## [Data]
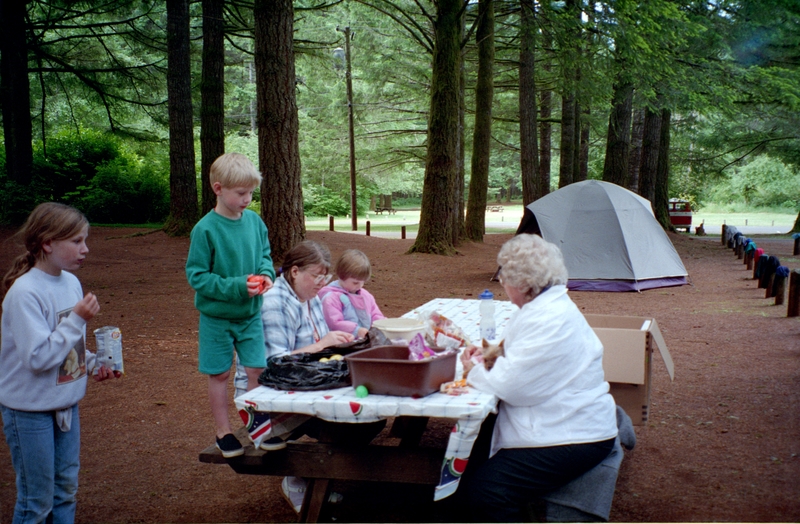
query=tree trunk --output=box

* * *

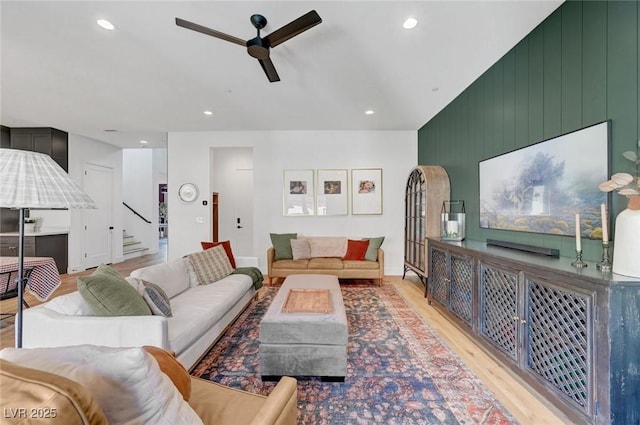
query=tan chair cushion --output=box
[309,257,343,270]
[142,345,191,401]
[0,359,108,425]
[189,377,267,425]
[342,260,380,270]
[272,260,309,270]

## [What is needed]
Report every line above that contains the string "output". Case counts.

## [Task response]
query=tree trunk --output=box
query=tan chair cushion --output=box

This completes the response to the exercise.